Source:
####################

An INSERT modifies data, so according to the original comment, then
it's not feasible to use parallel mode, because the command tries to
modify data ("We can't do this in a standalone backend, or if the
command will try to modify any data ...").
Except now we need to use parallel-mode for "INSERT with parallel
SELECT", and INSERT is a command that modifies data.
So isn't the comment change actually needed?


>
> 5.
> + (IsModifySupportedInParallelMode(parse->commandType) &&
> + is_parallel_possible_for_modify(parse))) &&
>
> I think it would be better if we move the check
> IsModifySupportedInParallelMode inside
> is_parallel_possible_for_modify.

The reason it is done outside of is_parallel_possible_for_modify() is
to avoid the function overhead of calling
is_parallel_possible_for_modify() for SELECT statements, only to
return without doing anything. Note also that
IsModifySupportedInParallelMode() is an inline function.

####################

(Bounding-box records)
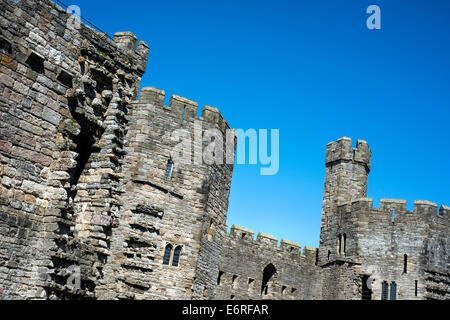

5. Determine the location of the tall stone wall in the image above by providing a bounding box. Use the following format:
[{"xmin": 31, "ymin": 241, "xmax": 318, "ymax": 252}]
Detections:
[
  {"xmin": 100, "ymin": 87, "xmax": 234, "ymax": 299},
  {"xmin": 334, "ymin": 198, "xmax": 450, "ymax": 300},
  {"xmin": 0, "ymin": 0, "xmax": 450, "ymax": 299},
  {"xmin": 0, "ymin": 0, "xmax": 148, "ymax": 299},
  {"xmin": 215, "ymin": 225, "xmax": 322, "ymax": 300}
]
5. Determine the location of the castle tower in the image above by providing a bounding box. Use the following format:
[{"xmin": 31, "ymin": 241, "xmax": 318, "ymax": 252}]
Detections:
[
  {"xmin": 101, "ymin": 87, "xmax": 234, "ymax": 300},
  {"xmin": 319, "ymin": 137, "xmax": 371, "ymax": 264}
]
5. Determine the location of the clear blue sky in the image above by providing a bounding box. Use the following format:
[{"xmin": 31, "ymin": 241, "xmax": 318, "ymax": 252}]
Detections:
[{"xmin": 61, "ymin": 0, "xmax": 450, "ymax": 246}]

####################

Job:
Please answer these questions using the excerpt on parallel INSERT:
(a) According to the quoted original comment, in which two cases is it not possible to do this?
(b) What kind of function is IsModifySupportedInParallelMode()?
(c) Why is the check done outside of is_parallel_possible_for_modify()?
You won't need the items to complete this.

Answer to the exercise:
(a) In a standalone backend, or if the command will try to modify any data.
(b) An inline function.
(c) To avoid the function overhead of calling is_parallel_possible_for_modify() for SELECT statements, only to return without doing anything.